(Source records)
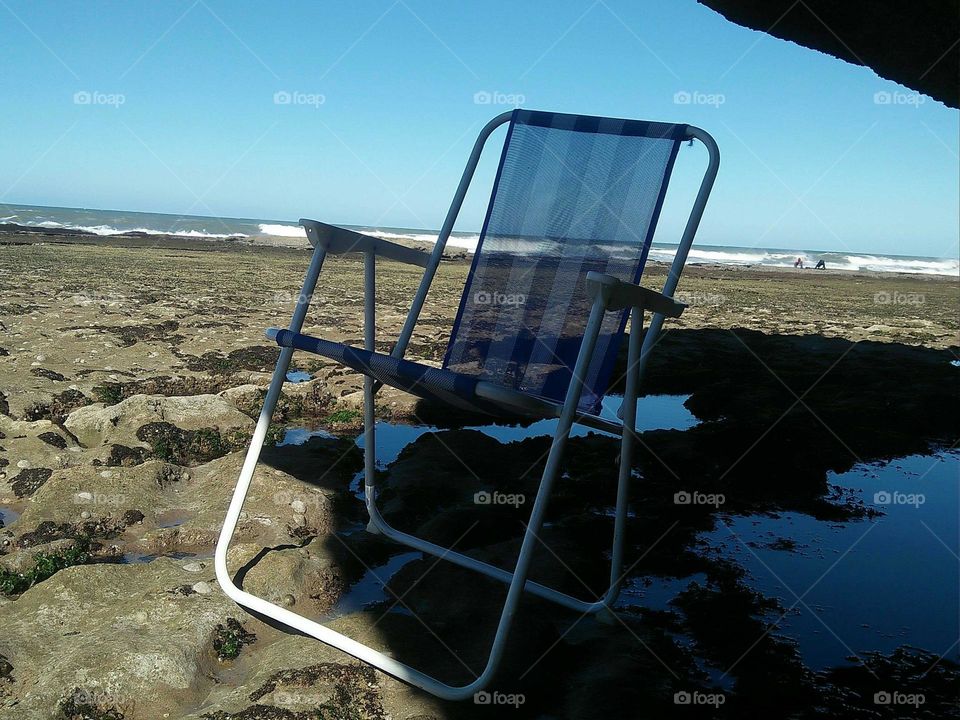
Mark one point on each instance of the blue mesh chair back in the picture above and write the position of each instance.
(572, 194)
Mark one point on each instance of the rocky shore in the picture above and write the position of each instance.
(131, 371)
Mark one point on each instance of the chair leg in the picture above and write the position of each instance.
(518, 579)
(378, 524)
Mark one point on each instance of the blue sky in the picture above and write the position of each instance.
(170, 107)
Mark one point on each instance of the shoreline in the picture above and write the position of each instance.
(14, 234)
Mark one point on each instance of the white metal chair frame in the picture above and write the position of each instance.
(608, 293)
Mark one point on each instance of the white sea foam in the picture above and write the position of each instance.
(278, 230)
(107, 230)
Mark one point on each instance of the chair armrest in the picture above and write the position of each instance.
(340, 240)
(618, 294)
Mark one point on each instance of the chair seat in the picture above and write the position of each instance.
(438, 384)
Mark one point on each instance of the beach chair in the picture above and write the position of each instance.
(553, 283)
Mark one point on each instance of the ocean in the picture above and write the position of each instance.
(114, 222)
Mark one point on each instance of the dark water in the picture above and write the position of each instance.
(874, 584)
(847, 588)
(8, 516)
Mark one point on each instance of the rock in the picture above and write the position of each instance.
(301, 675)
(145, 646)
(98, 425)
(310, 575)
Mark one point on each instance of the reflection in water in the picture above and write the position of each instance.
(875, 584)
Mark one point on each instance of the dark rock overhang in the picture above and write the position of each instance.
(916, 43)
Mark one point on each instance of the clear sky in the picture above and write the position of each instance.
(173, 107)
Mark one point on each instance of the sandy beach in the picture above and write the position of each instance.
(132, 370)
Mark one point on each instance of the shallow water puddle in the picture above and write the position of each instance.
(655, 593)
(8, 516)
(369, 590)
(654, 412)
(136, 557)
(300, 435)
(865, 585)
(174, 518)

# [Do this]
Write out the listing word for word, omitting the pictures it holds.

# [The solution]
Mark one point on each instance of the blue mesh chair back in the picture above and write the position of each instance.
(572, 194)
Mark one point on each instance of the rocky shore in the picture above and write the position of each instance.
(131, 371)
Mark one point on each instance of the chair leg in the picture above and write the position of each instance.
(518, 579)
(378, 524)
Mark one point on each instance of the blue sky in the picture above and write the position of each instance.
(170, 107)
Mark one point on each instance of the shoreline in the picture above and write the position of each instance.
(14, 234)
Mark one point on each instance of the white metal chair frame in the picture above and write the position of each instance.
(608, 293)
Mark one point on each instance of the white sea foam in the picture above and write the position of each instance.
(278, 230)
(107, 230)
Mark one point on each instance of the chair armrest in the picture above and write the position of each instance.
(340, 240)
(618, 294)
Mark one point on each instance of the chair seat in the picture above and write the position of each instance.
(438, 384)
Mark one point on each instance of the beach chair in the picture above and write the position of each instance.
(553, 283)
Mark one point on each instance of the ocean in the picture above and write the position of each instance.
(114, 222)
Mark one point on each instance of the dark water in the picture above and write the position of each instance.
(874, 584)
(847, 588)
(8, 516)
Mark one point on each instance of the rock in the picture above and write the position of each instance.
(301, 675)
(145, 646)
(98, 425)
(310, 575)
Mark one point on each instance of the reflection in water in the picture above and write the position of each instance.
(875, 584)
Mark one point on each instance of the dark rock overhang in the picture above and write the position of each instance.
(916, 43)
Mark one point on each instance of the clear sky in the picture above and write the position of each instance.
(173, 107)
Mark one point on each instance of the sandy beach in the picture above and write the position of each instance.
(132, 370)
Mark one point on each instance of the shallow water puddle in the picture above and write the position of each instance.
(655, 593)
(8, 516)
(369, 590)
(654, 412)
(136, 557)
(300, 435)
(865, 585)
(174, 518)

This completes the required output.